⟨

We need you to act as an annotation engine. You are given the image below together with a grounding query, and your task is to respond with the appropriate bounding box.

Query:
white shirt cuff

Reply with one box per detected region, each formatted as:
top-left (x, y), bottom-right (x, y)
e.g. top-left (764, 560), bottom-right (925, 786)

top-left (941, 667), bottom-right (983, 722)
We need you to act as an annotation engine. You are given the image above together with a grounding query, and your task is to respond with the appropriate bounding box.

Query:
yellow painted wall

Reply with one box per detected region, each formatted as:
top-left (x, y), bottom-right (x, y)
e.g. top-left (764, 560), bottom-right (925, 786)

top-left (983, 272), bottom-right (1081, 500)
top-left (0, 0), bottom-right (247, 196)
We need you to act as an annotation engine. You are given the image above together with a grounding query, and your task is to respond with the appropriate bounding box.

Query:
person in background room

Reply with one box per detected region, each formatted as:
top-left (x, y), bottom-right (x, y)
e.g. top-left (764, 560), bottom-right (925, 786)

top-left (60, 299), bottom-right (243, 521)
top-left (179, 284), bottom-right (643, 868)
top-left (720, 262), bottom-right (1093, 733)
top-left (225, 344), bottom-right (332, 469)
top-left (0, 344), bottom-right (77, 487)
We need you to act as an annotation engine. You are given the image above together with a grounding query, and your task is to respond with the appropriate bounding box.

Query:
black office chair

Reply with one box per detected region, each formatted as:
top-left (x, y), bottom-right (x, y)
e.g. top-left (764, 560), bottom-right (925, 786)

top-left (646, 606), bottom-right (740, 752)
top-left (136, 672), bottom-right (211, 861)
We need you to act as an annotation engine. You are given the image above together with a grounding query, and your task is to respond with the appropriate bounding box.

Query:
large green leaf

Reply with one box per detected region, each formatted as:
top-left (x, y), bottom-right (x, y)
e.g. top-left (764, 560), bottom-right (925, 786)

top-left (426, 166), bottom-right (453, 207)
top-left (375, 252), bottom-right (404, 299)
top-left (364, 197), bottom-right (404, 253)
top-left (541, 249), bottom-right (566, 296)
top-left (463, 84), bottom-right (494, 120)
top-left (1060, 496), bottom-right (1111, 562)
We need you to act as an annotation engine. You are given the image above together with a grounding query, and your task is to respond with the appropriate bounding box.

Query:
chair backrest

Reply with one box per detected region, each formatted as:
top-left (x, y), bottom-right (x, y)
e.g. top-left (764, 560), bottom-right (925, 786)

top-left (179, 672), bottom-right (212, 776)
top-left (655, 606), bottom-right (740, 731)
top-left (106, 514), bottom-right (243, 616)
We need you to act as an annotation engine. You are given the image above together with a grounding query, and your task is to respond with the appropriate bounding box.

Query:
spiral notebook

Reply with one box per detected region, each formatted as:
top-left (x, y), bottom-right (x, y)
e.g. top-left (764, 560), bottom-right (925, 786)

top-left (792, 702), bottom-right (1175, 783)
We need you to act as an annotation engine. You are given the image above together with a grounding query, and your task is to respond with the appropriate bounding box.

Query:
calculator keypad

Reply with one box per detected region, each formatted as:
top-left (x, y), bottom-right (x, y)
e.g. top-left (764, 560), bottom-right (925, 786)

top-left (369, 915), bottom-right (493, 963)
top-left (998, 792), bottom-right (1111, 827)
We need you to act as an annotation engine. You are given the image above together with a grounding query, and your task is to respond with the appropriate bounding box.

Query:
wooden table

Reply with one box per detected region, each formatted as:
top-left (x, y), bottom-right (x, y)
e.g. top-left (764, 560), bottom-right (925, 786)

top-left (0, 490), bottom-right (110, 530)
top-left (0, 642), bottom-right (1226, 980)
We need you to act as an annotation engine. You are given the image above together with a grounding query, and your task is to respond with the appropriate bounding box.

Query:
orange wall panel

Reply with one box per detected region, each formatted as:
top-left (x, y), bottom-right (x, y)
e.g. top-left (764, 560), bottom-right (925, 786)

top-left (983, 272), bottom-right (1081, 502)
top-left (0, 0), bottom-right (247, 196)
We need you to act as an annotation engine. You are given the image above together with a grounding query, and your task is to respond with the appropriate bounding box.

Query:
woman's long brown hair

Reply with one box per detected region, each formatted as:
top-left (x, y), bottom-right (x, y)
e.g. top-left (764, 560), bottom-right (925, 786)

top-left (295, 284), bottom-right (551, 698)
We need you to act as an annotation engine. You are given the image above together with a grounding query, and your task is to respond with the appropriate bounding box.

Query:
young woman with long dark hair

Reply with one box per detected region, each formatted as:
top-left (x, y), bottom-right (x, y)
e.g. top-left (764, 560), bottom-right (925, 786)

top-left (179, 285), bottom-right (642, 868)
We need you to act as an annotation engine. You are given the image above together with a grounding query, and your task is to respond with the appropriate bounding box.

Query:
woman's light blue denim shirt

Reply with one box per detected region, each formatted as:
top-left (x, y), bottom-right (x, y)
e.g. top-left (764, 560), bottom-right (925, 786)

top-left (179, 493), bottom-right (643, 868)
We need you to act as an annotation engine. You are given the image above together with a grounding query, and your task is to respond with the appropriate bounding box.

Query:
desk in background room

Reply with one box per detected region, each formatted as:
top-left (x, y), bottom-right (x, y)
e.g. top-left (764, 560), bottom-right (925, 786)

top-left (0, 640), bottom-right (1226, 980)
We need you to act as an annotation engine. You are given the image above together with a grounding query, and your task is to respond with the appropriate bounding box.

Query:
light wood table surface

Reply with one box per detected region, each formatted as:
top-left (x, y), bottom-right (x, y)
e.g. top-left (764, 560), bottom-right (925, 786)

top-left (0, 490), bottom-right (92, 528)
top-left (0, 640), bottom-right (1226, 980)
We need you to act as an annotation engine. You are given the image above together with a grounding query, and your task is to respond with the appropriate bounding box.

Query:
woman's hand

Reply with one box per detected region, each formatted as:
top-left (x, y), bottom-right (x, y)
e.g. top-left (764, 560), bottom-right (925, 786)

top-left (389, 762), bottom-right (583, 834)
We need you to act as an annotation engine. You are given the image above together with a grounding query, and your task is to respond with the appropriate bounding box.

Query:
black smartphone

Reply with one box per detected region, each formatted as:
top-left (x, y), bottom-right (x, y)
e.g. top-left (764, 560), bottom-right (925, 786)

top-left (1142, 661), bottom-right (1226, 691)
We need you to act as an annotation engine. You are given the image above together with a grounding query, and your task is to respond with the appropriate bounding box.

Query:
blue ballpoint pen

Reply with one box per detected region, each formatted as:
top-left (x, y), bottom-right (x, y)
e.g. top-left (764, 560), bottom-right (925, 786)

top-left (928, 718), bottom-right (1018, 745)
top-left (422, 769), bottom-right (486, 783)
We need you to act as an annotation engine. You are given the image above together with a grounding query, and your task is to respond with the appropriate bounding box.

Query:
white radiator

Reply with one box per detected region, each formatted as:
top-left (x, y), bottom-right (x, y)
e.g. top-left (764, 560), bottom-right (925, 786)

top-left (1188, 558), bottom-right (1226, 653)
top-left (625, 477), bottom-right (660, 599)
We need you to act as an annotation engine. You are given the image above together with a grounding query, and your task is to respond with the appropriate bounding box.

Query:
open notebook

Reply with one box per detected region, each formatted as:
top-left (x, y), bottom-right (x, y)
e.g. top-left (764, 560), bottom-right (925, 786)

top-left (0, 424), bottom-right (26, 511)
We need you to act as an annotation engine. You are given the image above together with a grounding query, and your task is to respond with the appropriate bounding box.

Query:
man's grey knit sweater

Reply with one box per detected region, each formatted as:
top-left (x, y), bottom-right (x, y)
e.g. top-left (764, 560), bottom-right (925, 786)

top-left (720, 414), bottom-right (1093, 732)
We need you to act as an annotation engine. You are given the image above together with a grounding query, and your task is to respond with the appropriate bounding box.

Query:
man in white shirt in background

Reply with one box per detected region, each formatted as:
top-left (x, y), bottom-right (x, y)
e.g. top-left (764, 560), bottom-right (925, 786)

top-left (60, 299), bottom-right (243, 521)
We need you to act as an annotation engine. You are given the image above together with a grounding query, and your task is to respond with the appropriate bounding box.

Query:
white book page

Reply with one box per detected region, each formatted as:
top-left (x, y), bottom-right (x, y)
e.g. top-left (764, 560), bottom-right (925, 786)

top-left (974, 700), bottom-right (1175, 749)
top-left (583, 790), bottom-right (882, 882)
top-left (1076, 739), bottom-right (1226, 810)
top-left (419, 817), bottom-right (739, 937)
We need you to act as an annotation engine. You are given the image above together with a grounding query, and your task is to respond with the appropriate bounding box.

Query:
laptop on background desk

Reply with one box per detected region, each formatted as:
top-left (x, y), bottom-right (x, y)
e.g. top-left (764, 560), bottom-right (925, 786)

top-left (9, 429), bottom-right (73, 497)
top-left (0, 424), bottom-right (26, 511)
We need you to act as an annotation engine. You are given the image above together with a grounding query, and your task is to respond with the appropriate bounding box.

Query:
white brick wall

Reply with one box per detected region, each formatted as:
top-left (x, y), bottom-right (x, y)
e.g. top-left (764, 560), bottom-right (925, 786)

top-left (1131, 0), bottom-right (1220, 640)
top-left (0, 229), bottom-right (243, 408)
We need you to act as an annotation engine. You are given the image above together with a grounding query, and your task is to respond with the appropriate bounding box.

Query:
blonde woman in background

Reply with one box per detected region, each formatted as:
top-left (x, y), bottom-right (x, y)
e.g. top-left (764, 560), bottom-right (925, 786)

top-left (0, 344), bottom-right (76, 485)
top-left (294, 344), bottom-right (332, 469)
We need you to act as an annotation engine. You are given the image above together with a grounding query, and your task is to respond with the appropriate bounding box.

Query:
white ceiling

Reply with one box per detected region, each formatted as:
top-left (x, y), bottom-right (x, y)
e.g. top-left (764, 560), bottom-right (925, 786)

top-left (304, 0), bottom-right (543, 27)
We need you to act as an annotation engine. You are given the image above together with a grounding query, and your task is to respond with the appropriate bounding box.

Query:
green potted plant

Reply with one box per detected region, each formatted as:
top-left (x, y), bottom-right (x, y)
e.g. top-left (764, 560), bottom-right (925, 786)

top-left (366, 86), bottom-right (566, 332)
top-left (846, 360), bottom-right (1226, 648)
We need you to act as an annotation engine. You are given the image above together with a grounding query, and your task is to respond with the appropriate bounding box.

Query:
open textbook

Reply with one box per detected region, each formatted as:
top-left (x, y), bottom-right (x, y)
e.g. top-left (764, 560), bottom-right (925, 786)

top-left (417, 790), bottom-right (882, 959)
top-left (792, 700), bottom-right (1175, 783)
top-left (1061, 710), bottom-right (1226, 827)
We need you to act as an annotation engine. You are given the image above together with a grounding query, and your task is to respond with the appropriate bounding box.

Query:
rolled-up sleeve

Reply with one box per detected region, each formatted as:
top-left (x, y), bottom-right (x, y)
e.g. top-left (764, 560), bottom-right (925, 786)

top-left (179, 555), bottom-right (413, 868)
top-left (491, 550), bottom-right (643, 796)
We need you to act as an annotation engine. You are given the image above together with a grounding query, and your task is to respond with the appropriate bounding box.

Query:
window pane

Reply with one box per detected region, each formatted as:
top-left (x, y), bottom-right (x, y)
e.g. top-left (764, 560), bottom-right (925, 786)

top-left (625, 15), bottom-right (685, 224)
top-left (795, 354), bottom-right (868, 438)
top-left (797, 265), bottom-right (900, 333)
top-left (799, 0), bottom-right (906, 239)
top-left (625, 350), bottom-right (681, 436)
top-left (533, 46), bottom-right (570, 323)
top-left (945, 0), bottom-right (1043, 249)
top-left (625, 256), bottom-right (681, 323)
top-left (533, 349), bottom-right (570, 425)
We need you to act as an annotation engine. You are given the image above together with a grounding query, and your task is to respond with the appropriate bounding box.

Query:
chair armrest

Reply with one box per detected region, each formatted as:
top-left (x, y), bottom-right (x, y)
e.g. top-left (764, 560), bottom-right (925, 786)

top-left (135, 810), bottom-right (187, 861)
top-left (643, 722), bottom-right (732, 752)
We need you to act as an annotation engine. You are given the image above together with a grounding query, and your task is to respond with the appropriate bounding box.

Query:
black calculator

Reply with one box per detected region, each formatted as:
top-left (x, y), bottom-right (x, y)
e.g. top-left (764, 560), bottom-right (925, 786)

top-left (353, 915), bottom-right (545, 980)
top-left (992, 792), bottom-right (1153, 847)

⟩

Count the lines in the records that contain the string "background", treating case as significant, and give only the number.

■ Result of this task:
5